**What you are asked to do**. Quote each record exactly, please, leaving none out.
----
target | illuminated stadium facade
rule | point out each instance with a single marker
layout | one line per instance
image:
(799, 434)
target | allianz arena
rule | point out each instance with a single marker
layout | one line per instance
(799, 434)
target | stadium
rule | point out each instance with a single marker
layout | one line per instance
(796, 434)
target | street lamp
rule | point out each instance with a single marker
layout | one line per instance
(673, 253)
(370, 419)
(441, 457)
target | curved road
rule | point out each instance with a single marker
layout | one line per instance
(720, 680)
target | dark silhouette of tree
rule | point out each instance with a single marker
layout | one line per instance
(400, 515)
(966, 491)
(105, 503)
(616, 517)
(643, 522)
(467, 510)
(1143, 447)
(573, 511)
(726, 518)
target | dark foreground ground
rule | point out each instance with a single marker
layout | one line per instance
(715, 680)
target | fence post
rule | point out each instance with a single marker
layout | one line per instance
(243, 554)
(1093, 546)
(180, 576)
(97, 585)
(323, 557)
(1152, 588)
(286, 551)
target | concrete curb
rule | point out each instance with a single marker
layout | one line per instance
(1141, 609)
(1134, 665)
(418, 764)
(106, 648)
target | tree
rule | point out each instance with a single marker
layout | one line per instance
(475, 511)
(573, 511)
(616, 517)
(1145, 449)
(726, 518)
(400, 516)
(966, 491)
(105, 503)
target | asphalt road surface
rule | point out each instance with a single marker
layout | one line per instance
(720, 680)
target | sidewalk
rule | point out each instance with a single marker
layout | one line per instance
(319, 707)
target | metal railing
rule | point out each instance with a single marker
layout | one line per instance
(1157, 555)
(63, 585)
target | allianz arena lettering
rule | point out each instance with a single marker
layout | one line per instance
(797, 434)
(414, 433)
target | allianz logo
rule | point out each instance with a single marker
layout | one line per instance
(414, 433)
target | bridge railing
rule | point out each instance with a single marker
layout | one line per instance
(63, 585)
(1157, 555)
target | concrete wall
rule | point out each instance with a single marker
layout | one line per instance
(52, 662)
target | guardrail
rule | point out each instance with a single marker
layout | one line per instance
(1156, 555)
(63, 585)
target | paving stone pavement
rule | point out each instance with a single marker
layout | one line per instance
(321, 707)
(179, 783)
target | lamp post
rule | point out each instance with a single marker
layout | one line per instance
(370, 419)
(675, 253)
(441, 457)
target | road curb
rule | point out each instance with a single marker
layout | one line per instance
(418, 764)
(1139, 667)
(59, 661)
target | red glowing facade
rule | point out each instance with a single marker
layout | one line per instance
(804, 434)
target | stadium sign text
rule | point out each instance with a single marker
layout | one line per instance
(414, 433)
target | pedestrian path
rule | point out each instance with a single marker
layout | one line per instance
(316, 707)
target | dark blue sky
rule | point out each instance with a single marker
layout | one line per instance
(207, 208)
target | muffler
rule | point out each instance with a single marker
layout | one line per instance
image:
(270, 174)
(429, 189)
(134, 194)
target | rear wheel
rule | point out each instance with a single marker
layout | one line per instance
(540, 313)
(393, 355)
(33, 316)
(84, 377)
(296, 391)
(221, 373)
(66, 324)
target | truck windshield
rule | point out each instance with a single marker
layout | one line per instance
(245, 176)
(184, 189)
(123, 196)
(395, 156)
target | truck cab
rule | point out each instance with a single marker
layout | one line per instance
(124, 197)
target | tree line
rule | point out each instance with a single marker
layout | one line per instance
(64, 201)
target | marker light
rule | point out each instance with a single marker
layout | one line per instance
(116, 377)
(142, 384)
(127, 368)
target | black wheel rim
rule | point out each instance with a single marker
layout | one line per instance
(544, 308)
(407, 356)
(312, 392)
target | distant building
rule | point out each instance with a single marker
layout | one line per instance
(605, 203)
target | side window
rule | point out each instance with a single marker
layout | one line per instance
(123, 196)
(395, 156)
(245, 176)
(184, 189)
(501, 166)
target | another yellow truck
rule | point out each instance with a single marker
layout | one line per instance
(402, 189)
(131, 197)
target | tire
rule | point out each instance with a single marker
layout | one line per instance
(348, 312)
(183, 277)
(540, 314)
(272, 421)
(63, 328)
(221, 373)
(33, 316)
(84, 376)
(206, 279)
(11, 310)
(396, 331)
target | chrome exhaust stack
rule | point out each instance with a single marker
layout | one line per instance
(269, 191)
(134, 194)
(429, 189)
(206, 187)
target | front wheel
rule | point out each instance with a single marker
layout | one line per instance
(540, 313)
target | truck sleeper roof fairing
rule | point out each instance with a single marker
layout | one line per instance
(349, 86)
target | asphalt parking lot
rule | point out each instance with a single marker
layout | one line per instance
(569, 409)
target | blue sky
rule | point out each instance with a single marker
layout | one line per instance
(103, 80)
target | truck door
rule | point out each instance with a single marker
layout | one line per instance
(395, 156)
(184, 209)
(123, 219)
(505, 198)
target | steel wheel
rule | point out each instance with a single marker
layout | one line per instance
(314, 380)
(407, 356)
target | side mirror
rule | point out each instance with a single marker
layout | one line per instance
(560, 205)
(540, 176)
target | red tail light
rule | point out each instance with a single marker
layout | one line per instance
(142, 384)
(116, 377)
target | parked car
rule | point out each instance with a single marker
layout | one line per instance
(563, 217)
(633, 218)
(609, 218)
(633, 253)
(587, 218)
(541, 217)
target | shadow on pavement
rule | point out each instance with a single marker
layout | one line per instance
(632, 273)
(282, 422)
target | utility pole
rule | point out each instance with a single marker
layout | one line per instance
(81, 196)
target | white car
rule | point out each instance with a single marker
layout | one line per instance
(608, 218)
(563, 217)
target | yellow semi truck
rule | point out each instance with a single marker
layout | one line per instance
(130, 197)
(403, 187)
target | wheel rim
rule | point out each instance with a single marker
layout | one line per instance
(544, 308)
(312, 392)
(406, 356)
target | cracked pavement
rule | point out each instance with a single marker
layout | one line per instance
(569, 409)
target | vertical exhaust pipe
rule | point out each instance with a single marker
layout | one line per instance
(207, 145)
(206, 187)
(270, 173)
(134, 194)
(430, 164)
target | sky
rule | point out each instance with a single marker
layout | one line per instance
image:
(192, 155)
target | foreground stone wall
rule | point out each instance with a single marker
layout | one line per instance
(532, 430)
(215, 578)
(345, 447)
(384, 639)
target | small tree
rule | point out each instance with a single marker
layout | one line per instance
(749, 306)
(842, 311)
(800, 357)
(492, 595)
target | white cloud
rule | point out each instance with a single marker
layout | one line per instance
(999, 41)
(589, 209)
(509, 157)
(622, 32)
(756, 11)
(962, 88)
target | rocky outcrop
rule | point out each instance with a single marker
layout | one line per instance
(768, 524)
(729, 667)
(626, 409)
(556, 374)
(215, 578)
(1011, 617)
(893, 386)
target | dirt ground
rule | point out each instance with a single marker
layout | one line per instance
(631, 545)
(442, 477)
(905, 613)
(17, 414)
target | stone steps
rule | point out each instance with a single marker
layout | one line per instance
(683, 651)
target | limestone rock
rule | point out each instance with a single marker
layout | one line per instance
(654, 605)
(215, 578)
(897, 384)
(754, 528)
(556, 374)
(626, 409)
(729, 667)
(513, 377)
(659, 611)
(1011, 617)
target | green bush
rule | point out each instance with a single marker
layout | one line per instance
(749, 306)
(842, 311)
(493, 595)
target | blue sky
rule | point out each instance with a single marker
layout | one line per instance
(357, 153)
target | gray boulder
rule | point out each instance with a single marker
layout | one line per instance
----
**Problem solution**.
target | illuminated stadium facade
rule | point out each instance with a single marker
layout | one line per instance
image:
(799, 434)
target | allianz arena
rule | point out each instance with a single marker
layout | one line per instance
(799, 434)
target | stadium
rule | point out each instance with a single marker
layout | one line per instance
(796, 434)
target | street lamp
rule | point out each instance with a single marker
layout | one line per instance
(673, 253)
(370, 419)
(441, 457)
target | curved road
rule | point out each instance with a single marker
layout | one line per instance
(720, 680)
target | dark silhouette of tree
rule | point out each instance with a single marker
layout | one line per instance
(400, 515)
(966, 491)
(105, 503)
(616, 517)
(643, 522)
(467, 510)
(1143, 447)
(573, 511)
(726, 518)
target | dark foreground ground
rule | point out each instance with a single marker
layout | one line per instance
(715, 680)
target | fence post
rule | point out each instance with a single marker
layout | one line per instance
(243, 554)
(1093, 546)
(180, 576)
(97, 585)
(323, 557)
(1152, 588)
(286, 551)
target | concrete curb
rule | point out each instance with a single marker
layout | one line per instance
(1141, 609)
(1134, 665)
(418, 764)
(106, 648)
target | tree
rule | point out each instance with a single marker
layout | one line per instance
(475, 511)
(573, 511)
(616, 517)
(1145, 449)
(726, 518)
(400, 516)
(966, 491)
(105, 503)
target | asphalt road surface
rule | point out each instance with a single marker
layout | one line per instance
(720, 680)
target | sidewalk
rule | point out each instance with a single marker
layout | one line per instance
(319, 707)
target | metal railing
rule | point out each instance with a single marker
layout | one line per instance
(1157, 555)
(63, 585)
target | allianz arena lettering
rule | point out each instance with a single marker
layout | one line per instance
(797, 434)
(414, 433)
target | allianz logo
rule | point out each instance with a single marker
layout | one line per instance
(414, 433)
target | bridge railing
rule | point out each instance with a single marker
layout | one line per instance
(63, 585)
(1157, 555)
target | concrete wall
rule | point out each instance with a single marker
layout | one line per instance
(52, 662)
target | guardrail
rule | point out each instance with a single marker
layout | one line per instance
(1156, 555)
(63, 585)
target | paving stone pavement
rule | point out each instance with a single marker
layout | one line per instance
(321, 707)
(179, 783)
target | lamp post
rule | point out each instance with a single marker
layout | one line per instance
(370, 419)
(675, 253)
(441, 457)
target | road curb
rule | point out each instance with a single marker
layout | one line per instance
(418, 764)
(1139, 667)
(59, 661)
target | red glowing facade
rule | point out each instance with a single marker
layout | one line per instance
(804, 434)
target | stadium sign text
rule | point out each instance with a single marker
layout | one line per instance
(414, 433)
target | pedestrian path
rule | point out each instance with a single marker
layout | one line per instance
(316, 707)
target | dark blue sky
rule | point out each instance with a single marker
layout | one line per instance
(207, 208)
target | muffler
rule | point out each instance with a single marker
layout | one line per instance
image:
(270, 174)
(429, 189)
(134, 194)
target | rear wheel
rule | point out each instance with a single marker
layout | one line per instance
(540, 313)
(393, 355)
(33, 316)
(84, 377)
(296, 391)
(221, 373)
(66, 324)
target | truck windshield
rule | point out each instance with a single marker
layout | one line per instance
(245, 176)
(184, 189)
(123, 196)
(395, 156)
target | truck cab
rule | point out each instance with a single marker
layout | one line per instance
(124, 197)
target | tree line
rule | point out each instance with a single marker
layout | one line per instance
(64, 201)
target | marker light
rule | point out each instance with a single marker
layout | one line per instance
(116, 377)
(142, 384)
(127, 368)
target | black wheel rim
rule | point out each instance with a single marker
layout | one line per instance
(544, 308)
(407, 356)
(312, 392)
target | distant building
rule | point out each instance with a single marker
layout | one line per instance
(605, 203)
target | side window
rule | point out each instance with a single marker
layout | one line per instance
(123, 196)
(395, 156)
(245, 176)
(184, 189)
(501, 166)
target | another yellow truck
rule | point out each instance with a single marker
layout | one line per instance
(402, 189)
(131, 197)
target | tire
rule | point out each instance with a single marker
layout | one line per instance
(348, 312)
(183, 277)
(540, 314)
(272, 421)
(63, 328)
(221, 373)
(33, 316)
(84, 376)
(206, 279)
(11, 310)
(396, 331)
target | chrome exhaust stack
rule | point out each instance with a single marker
layout | one line per instance
(269, 191)
(134, 194)
(429, 189)
(206, 187)
target | front wheel
rule | point out each instance with a single marker
layout | one line per instance
(540, 313)
target | truck sleeper roof fairing
rule | point out each instance with a single marker
layout | one line per instance
(349, 86)
target | asphalt parking lot
rule | point out each instance with a single marker
layout | one line per instance
(569, 409)
target | blue sky
rule | point out each instance with a single marker
layout | one line per instance
(103, 80)
target | truck door
rule | point out each instance with a single marker
layout | one line per instance
(395, 156)
(184, 209)
(123, 219)
(505, 198)
target | steel wheel
rule | point out each instance with a single marker
layout | one line per instance
(314, 380)
(407, 356)
target | side mirror
rule | point out each instance with a single marker
layout | one line per instance
(560, 205)
(540, 176)
target | red tail light
rule | point out each instance with a single marker
layout | one line per instance
(142, 384)
(116, 377)
target | parked car
rule | point out each instance with a single marker
layout | one line per instance
(563, 217)
(633, 218)
(609, 218)
(633, 253)
(587, 218)
(541, 217)
target | shadow on pavement
rule | point out each instance with a single marker
layout | one line per instance
(632, 273)
(282, 422)
target | utility pole
rule | point out each instance with a single marker
layout | one line per instance
(81, 196)
target | white car
rule | point out each instance with a single marker
layout | one line per instance
(608, 218)
(563, 217)
target | yellow semi truck
rule | point out each instance with a single marker
layout | one line per instance
(130, 197)
(403, 187)
target | wheel rim
rule | point out each instance with a single marker
layout | one line per instance
(544, 308)
(312, 392)
(406, 356)
target | cracked pavement
rule | point out each instance with a single marker
layout | one line per instance
(569, 409)
target | vertical exhaust pipe
rule | point out each instance with a single marker
layout | one line per instance
(207, 145)
(206, 187)
(270, 173)
(134, 194)
(430, 164)
target | sky
rule | point out each instance with a single marker
layout | one line per instance
image:
(192, 155)
target | foreground stone wall
rule | point out each instance with a single marker
layout | one line per instance
(532, 430)
(215, 578)
(345, 447)
(384, 639)
target | small tree
rule | point out each instance with a single marker
layout | one line per instance
(749, 306)
(842, 311)
(800, 357)
(492, 595)
target | white cloud
rule | point out each instance with a single marker
layout | one line per instance
(999, 41)
(589, 209)
(509, 157)
(622, 32)
(756, 11)
(962, 88)
target | rocky outcrop
rule | point out each instance with a single marker
layout | one line per instance
(768, 524)
(729, 667)
(626, 409)
(556, 374)
(215, 578)
(1011, 617)
(893, 386)
target | dirt ground
rule | point out each instance with a single marker
layout | one line per instance
(631, 545)
(442, 477)
(905, 613)
(17, 414)
target | stone steps
rule | point out each instance with a single marker
layout | one line per instance
(683, 651)
target | limestone rock
rule | point out each instance with a single marker
layout | one line per instance
(654, 605)
(215, 578)
(897, 384)
(754, 528)
(556, 374)
(626, 409)
(729, 667)
(513, 377)
(659, 611)
(1011, 617)
target | green bush
rule | point out each instance with a single marker
layout | one line per instance
(749, 306)
(842, 311)
(493, 595)
target | blue sky
rule | point out each instance with a single marker
layout | one line per instance
(357, 153)
target | gray boulder
rule | point out each instance with a single marker
layout | one line per instance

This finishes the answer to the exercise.